| 4. Yellow vein mosaic (YVM)
- The characteristic symptoms include vein yellowing and thickening of leaves forming a net work of veins and veinlets in the infected leaves (Plate-4).
- Initially the leaves exhibit only yellow coloured veins but under severe infection, the leaves become completely chlorotic and turn yellow.
- The chlorophyll content of the leaves is reduced. Infected plants produce very few small sized leaves, deformed and give a stunted look.
- Affected plants produce very few small sized pale fruits.
- The disease is caused by Yellow Vein Mosaic Virus (YVMV) and belongs to the Bigeminivirus.
- The size of virus is 18 x 30 nm.
- Virus particles are spherical, isometric measuring 28-30 nm.
- Virus is not sap transmissible but under artificial conditions, it can be transmitted by grafting.
- In nature, virus is transmitted by white fly Bemisia tabaci.
- Disease cycle and epidemiology:
- The virus is not sap transmissible but under artificial conditions it can be transmitted by grafting. In nature, the virus is transmitted by insect vector, white fly (Bemisia tabaci Genn.) in a persistent manner.
- Both wild and cultivated plants serve as the source of inoculum and the incidence of the disease in a particular area depends upon the prevalence of wild or cultivated host plants, population buildup of the vectors and environmental conditions.

== What you should do ==
List every factor that the text on yellow vein mosaic names as determining how much the disease occurs in a particular area.

== Source material ==
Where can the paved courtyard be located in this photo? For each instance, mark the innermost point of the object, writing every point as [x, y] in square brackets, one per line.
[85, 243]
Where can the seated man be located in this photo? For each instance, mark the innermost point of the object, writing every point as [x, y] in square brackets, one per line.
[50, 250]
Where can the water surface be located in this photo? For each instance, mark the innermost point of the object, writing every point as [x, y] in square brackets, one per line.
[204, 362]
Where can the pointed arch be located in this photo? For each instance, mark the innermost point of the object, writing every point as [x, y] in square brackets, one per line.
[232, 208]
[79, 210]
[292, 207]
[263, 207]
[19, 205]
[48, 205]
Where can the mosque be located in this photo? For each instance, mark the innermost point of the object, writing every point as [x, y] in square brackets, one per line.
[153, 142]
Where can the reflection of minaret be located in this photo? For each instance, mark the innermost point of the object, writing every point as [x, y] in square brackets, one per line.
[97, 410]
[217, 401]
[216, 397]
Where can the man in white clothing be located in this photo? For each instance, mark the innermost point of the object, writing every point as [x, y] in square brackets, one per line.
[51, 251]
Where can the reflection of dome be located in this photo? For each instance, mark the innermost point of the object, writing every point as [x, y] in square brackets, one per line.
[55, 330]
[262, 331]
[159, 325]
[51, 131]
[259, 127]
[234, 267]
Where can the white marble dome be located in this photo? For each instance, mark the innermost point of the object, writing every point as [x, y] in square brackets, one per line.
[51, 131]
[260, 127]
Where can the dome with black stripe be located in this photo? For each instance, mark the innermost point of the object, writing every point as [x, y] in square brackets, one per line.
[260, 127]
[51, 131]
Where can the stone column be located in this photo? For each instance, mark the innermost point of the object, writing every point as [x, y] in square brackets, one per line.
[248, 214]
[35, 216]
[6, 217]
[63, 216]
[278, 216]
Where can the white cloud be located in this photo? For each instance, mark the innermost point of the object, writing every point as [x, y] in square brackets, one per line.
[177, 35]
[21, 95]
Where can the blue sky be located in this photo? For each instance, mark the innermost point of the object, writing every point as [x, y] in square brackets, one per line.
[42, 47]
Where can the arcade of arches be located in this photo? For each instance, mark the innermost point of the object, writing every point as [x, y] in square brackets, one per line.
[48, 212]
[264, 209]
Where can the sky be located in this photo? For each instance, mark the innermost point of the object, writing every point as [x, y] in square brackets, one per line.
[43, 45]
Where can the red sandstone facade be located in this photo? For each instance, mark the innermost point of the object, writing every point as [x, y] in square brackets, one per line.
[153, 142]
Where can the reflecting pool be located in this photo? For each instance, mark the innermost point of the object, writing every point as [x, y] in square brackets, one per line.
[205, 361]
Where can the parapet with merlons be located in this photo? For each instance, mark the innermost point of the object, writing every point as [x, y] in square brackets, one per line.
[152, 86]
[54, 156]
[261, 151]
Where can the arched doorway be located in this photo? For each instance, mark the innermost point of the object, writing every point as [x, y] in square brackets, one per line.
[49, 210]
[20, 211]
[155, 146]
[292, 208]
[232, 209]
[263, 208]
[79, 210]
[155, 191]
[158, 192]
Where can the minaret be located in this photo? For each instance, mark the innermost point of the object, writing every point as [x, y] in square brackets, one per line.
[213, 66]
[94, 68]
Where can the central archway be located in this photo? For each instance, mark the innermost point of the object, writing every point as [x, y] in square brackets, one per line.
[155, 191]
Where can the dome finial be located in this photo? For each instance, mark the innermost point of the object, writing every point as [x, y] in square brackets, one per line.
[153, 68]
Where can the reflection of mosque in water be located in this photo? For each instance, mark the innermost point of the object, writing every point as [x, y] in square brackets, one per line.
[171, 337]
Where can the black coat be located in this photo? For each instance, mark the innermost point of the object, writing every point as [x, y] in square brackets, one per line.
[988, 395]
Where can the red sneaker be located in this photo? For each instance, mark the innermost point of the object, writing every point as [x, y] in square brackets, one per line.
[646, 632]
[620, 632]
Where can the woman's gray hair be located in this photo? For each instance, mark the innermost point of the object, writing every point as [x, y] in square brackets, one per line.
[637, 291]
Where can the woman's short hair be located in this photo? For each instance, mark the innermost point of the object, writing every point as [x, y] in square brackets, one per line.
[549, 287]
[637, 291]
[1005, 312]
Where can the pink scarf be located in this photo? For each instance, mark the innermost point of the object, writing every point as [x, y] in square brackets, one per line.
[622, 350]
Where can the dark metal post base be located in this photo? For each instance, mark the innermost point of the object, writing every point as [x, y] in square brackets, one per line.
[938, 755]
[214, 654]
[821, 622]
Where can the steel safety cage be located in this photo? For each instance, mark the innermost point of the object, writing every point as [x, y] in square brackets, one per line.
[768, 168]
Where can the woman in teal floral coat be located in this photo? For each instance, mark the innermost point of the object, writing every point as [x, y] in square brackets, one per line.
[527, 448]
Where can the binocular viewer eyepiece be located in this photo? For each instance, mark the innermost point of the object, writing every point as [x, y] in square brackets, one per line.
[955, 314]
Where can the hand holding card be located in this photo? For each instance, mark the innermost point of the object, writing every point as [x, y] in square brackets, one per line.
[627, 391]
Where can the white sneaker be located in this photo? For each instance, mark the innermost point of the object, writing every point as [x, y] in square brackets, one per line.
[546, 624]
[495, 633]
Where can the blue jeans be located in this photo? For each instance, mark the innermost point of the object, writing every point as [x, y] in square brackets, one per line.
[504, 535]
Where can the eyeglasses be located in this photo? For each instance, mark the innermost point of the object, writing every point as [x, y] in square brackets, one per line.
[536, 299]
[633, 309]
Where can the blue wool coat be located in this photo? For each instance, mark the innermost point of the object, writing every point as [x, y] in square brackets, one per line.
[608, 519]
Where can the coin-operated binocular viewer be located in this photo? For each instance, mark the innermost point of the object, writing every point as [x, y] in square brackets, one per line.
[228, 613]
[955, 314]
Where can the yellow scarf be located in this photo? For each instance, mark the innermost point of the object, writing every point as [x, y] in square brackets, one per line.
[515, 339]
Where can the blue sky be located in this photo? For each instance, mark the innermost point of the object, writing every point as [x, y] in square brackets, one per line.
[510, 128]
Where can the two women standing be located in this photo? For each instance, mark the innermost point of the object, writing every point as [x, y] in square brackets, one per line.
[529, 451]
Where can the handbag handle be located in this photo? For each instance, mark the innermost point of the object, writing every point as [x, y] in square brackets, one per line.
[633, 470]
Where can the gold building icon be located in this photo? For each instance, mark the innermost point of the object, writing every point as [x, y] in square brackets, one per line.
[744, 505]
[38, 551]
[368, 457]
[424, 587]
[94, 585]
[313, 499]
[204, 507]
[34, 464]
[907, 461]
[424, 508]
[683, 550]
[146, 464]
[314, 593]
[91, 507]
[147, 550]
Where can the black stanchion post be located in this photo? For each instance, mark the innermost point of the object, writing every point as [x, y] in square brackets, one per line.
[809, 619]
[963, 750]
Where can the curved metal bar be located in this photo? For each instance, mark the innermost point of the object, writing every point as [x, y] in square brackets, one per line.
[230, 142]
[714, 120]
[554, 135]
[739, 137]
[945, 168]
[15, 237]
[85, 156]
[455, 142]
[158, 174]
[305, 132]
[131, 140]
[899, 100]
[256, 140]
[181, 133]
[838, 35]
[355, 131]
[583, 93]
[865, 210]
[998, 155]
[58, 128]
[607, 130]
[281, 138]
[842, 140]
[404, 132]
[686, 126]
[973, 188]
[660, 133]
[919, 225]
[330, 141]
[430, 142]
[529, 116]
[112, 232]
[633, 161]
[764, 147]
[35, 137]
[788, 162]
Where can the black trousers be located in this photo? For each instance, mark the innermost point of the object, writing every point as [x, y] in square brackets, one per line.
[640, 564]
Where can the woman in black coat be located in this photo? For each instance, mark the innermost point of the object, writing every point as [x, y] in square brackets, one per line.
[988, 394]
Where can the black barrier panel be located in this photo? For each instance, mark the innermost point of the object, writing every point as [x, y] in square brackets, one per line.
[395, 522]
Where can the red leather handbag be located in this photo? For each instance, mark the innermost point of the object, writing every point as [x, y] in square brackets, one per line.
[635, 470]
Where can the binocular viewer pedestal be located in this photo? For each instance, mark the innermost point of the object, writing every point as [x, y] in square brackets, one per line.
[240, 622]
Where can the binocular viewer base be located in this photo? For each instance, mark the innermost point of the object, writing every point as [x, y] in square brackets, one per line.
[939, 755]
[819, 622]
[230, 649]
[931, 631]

== Written response ==
- Prevalence of wild or cultivated host plants
- Population buildup of the vectors
- Environmental conditions